- Work to do -
Below are the entries; output exactly the lines from the one containing "steep grass slope ->" through the final line, inclusive.

[Outline records]
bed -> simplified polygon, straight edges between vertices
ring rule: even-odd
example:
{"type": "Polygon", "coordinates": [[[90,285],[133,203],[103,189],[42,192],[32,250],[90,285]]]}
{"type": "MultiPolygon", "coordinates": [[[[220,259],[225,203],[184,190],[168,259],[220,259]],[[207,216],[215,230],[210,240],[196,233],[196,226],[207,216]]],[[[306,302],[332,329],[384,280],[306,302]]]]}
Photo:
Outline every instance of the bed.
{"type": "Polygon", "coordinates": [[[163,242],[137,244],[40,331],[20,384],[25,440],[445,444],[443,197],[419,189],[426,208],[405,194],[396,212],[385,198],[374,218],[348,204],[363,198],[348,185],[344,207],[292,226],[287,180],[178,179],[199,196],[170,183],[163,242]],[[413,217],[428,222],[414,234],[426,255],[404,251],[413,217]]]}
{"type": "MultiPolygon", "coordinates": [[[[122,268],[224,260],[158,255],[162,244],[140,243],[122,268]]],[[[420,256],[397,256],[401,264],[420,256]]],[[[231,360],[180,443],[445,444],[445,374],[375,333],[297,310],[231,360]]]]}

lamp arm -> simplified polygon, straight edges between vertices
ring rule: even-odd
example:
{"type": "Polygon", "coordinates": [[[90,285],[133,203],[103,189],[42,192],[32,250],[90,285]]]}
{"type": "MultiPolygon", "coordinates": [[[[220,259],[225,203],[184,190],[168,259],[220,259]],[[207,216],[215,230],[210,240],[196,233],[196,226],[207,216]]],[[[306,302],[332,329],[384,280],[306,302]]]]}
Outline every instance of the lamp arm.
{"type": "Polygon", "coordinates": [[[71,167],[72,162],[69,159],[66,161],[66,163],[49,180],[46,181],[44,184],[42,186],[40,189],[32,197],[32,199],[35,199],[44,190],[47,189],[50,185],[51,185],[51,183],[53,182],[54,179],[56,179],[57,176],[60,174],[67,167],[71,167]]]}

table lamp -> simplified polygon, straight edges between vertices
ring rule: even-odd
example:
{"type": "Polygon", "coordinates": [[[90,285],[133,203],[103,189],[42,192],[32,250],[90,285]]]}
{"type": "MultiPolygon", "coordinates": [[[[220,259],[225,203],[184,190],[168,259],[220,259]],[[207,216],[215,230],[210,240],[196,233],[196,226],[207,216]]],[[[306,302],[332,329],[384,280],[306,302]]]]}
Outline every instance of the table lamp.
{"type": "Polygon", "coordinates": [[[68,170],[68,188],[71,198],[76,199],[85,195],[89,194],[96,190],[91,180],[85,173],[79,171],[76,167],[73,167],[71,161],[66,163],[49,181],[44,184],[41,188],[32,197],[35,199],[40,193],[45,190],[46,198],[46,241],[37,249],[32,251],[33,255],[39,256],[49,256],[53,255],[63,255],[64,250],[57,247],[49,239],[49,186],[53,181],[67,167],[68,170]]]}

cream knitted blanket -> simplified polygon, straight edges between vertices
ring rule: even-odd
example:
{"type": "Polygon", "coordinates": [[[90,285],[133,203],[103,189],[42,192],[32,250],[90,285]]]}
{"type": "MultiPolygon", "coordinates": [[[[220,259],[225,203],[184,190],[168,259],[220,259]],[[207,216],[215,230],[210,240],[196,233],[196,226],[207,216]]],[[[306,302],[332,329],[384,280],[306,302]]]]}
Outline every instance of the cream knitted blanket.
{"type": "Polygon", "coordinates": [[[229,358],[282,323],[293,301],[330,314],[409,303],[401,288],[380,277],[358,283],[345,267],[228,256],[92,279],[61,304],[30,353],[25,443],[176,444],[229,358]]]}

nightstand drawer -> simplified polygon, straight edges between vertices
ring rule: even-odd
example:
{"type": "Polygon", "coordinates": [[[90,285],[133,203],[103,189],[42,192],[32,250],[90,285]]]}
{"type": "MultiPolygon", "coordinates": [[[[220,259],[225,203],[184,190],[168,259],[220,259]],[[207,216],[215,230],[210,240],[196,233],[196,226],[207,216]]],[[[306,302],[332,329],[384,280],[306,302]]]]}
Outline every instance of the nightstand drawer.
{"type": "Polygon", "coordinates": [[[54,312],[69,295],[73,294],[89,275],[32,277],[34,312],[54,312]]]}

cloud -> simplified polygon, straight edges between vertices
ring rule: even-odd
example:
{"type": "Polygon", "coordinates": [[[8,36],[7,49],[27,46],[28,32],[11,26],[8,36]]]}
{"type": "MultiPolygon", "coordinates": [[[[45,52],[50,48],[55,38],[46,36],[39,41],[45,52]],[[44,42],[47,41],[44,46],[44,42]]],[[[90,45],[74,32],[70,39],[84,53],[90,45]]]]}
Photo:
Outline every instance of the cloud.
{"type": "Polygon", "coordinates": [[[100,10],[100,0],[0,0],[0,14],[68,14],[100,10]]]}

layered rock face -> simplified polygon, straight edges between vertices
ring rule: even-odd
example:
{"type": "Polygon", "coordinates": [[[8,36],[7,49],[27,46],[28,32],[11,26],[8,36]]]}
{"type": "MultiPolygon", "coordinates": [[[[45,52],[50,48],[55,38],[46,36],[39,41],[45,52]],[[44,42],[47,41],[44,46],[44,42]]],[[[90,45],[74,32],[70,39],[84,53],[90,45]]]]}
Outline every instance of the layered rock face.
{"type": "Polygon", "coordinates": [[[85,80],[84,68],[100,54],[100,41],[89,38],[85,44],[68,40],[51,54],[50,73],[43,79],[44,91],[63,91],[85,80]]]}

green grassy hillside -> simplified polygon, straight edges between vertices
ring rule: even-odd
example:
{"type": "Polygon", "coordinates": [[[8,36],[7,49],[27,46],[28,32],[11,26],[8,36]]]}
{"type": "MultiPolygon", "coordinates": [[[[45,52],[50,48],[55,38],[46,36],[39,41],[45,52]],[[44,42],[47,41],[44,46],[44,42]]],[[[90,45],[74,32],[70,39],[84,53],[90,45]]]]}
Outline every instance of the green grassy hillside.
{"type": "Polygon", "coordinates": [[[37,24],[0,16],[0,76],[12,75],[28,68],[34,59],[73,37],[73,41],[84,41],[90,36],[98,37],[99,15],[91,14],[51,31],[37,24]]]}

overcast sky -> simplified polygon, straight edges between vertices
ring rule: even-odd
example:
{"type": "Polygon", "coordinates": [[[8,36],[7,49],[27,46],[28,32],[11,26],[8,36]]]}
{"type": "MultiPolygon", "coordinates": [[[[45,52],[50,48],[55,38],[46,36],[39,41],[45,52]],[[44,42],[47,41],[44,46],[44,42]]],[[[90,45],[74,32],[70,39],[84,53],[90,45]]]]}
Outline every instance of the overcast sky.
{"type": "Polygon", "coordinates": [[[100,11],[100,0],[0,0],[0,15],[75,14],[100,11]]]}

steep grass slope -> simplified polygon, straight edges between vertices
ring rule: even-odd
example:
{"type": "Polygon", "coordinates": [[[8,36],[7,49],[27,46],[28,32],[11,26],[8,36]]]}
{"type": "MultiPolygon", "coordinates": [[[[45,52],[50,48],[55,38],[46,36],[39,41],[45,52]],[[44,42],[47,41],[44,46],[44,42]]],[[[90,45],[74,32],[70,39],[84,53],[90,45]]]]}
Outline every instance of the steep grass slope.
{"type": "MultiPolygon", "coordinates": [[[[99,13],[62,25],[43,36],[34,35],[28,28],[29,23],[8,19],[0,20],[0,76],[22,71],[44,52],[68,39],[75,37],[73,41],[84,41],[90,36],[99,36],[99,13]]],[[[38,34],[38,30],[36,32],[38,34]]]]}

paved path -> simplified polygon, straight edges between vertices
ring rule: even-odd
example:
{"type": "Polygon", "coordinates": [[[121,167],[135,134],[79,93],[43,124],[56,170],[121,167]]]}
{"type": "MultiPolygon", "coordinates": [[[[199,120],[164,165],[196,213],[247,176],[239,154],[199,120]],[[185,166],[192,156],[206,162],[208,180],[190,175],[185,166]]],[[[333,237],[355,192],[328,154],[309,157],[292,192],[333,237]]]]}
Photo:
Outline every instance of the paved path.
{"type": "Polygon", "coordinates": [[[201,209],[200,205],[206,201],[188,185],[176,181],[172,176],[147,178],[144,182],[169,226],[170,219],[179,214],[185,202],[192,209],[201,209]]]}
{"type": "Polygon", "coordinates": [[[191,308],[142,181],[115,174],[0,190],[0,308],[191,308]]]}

- Solution to this problem -
steep grass slope -> simplified polygon, straight edges between vertices
ring rule: even-odd
example:
{"type": "Polygon", "coordinates": [[[8,36],[7,49],[27,46],[28,32],[11,26],[8,36]]]}
{"type": "MultiPolygon", "coordinates": [[[[45,52],[50,48],[55,38],[46,36],[39,41],[45,52]],[[44,42],[47,41],[44,46],[44,42]]],[[[90,45],[74,32],[70,39],[84,53],[90,45]]]]}
Outline every instance of the steep grass slope.
{"type": "MultiPolygon", "coordinates": [[[[99,13],[62,25],[43,36],[34,35],[28,28],[29,23],[8,19],[0,20],[0,76],[22,71],[44,52],[68,39],[75,37],[73,41],[84,41],[90,36],[99,36],[99,13]]],[[[38,34],[38,30],[36,32],[38,34]]]]}

paved path -> simplified polygon, straight edges between vertices
ring rule: even-odd
example:
{"type": "Polygon", "coordinates": [[[121,167],[135,134],[79,93],[43,124],[56,170],[121,167]]]}
{"type": "MultiPolygon", "coordinates": [[[[199,120],[164,165],[196,213],[247,176],[239,154],[199,120]],[[185,166],[192,156],[206,162],[208,180],[190,175],[185,166]]],[[[333,237],[355,192],[328,154],[309,157],[292,192],[333,237]]]]}
Photo:
Outline every instance of the paved path.
{"type": "Polygon", "coordinates": [[[201,209],[200,205],[206,201],[188,185],[176,181],[172,176],[147,178],[144,182],[169,226],[170,219],[179,214],[185,202],[192,209],[201,209]]]}
{"type": "Polygon", "coordinates": [[[191,308],[142,181],[115,174],[0,190],[0,308],[191,308]]]}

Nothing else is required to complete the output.